### Goal 1
Check each statement against the Fitch report on Times China. For each, answer yes or no and quote the words from the report that decide it.
(a) About 90% of Times China's land bank lies in the Greater Bay Area.
(b) Times China's leverage is lower than KWG's.
(c) Times China has kept buying land at public auctions since July.
### Goal 2
According to the Fitch report on Times China, how much were Times China's total contracted sales in 10M21?
### Goal 3
From the Fitch report on Times China, write out the part that opens with the words containing "-- Significant decline" and closes with "on historical performance.".
━━━━━ Source document
High Return Efficiency: Times China's return efficiency of around
11% is higher than peers. Development-property projects converted
from URPs have a higher gross profit margin of above 40%, due
mainly to lower land costs relative to market prices. Fitch expects
Times China's newly acquired land bank will mainly come from URPs
in 2021, as the company has suspended land acquisitions from public
land auctions since July. Fitch expects the company's overall gross
margin can be sustained above the industry average of around 20% in
the medium term.

Limited Diversification and Scale: About 90% of Times China's land
bank is in the Greater Bay Area, which is less diversified than
most of the other 'BB' category peers. Times China's total
contracted sales increased by 7% yoy to CNY75.8 billion in 10M21,
supported by strong demand in the Greater Bay Area. Times China's
annual attributable sales scale of around CNY60 billion-70 billion
is smaller compared with 'BB' peers' more than CNY100 billion in
2020.

DERIVATION SUMMARY

Times China has a similar attributable contracted sales scale to
that of KWG Group Holdings Limited (BB-/Stable, UCO), but Times
China's land bank is less diversified and mostly concentrated in
the Greater Bay Area. However, Times China has a stronger pipeline
in URPs and less reliant on public auctions in new land
acquisitions, leading to more sustainable profit margins.

Times China's leverage, as defined by net debt/net property assets,
of 47%, is slightly higher than KWG's 45%. Times China's return
efficiency of around 11% is higher than KWG's below 10%. However,
Times China's has higher NCI net claims/net property assets at 35%
compared with below 20% for KWG.

KEY ASSUMPTIONS

Fitch's key assumptions within its rating case for the issuer
include:

-- Total contracted sales at CNY85 billion-100 billion a year in
    2021-2023 (2020: CNY100 billion);

-- Cash collected as a percentage of consolidated sales at 70%
    75% in 2021-2023 (2020: 75%);

-- Land premium outflow of around 25%-30% of sale proceeds in
    2021-2023 (1H21: 29%);

-- Overall EBITDA margin, after land appreciation tax, at 18%-19%
    in 2021-2023 (2020: 18.6%).

RATING SENSITIVITIES

Factor that could, individually or collectively, lead to positive
rating action/upgrade:

-- The Outlook may be revised to Stable if the negative
    sensitivities are not met.

Factors that could, individually or collectively, lead to negative
rating action/downgrade:

-- Leverage, measured by net debt/net property assets, sustained
above 45%;

-- Significant increase in exposure to NCIs or JVs;

-- Deterioration in liquidity profile or funding access;

-- Significant decline in contracted sales or cash collection.

BEST/WORST CASE RATING SCENARIO

International scale credit ratings of Non-Financial Corporate
issuers have a best-case rating upgrade scenario (defined as the
99th percentile of rating transitions, measured in a positive
direction) of three notches over a three-year rating horizon; and a
worst-case rating downgrade scenario (defined as the 99th
percentile of rating transitions, measured in a negative direction)
of four notches over three years. The complete span of best- and
worst-case scenario credit ratings for all rating categories ranges
from 'AAA' to 'D'. Best- and worst-case scenario credit ratings are
based on historical performance.
━━━━━━━━━━
━━━━━ Supplied data
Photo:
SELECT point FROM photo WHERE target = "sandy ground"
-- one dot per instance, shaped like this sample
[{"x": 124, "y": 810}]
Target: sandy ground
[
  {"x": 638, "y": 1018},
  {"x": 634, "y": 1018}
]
━━━━━━━━━━
━━━━━ Supplied data
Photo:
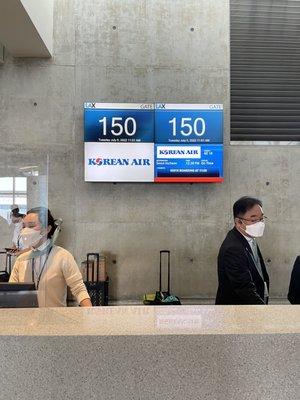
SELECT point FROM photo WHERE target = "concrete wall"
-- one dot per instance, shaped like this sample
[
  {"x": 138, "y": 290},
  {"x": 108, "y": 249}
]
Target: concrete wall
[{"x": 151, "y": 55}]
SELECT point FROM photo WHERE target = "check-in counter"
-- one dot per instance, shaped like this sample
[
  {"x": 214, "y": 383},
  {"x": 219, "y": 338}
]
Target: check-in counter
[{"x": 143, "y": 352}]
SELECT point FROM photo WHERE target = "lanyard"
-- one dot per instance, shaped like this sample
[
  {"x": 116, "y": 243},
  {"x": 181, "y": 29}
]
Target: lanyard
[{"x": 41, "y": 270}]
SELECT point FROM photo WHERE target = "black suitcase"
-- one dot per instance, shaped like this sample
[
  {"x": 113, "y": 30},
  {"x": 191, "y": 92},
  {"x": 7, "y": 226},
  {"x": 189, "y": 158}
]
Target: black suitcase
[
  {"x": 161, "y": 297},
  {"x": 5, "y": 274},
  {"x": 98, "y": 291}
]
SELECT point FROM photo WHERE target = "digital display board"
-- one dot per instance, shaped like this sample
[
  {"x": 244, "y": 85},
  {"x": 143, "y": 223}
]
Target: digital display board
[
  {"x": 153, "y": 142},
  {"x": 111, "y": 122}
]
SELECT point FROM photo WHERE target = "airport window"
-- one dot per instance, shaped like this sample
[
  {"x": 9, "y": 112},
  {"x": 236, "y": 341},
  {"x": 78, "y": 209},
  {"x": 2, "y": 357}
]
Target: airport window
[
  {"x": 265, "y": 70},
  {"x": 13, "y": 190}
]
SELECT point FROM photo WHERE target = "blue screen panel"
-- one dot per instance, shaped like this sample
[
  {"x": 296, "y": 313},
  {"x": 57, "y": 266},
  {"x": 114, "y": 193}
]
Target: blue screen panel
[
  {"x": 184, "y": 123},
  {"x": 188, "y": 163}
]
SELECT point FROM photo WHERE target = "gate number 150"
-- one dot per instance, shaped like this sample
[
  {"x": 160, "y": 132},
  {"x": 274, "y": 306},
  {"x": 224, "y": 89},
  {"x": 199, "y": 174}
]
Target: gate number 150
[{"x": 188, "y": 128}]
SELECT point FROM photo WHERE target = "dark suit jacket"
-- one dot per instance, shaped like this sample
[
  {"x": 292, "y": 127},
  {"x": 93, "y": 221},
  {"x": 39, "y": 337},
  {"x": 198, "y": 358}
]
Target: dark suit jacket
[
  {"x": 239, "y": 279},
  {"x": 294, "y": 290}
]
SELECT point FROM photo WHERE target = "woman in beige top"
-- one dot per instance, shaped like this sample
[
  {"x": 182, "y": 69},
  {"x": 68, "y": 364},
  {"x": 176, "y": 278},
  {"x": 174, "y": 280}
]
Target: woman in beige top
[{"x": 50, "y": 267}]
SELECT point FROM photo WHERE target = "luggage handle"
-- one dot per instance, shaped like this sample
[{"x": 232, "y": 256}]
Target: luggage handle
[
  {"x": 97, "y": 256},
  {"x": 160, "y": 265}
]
━━━━━━━━━━
### Full solution 1
(a) Yes: "About 90% of Times China's land bank is in the Greater Bay Area"
(b) No: "of 47%, is slightly higher than KWG's 45%"
(c) No: "the company has suspended land acquisitions from public land auctions since July"

### Full solution 2
CNY75.8 billion, up 7% yoy.

### Full solution 3
-- Significant decline in contracted sales or cash collection.

BEST/WORST CASE RATING SCENARIO

International scale credit ratings of Non-Financial Corporate
issuers have a best-case rating upgrade scenario (defined as the
99th percentile of rating transitions, measured in a positive
direction) of three notches over a three-year rating horizon; and a
worst-case rating downgrade scenario (defined as the 99th
percentile of rating transitions, measured in a negative direction)
of four notches over three years. The complete span of best- and
worst-case scenario credit ratings for all rating categories ranges
from 'AAA' to 'D'. Best- and worst-case scenario credit ratings are
based on historical performance.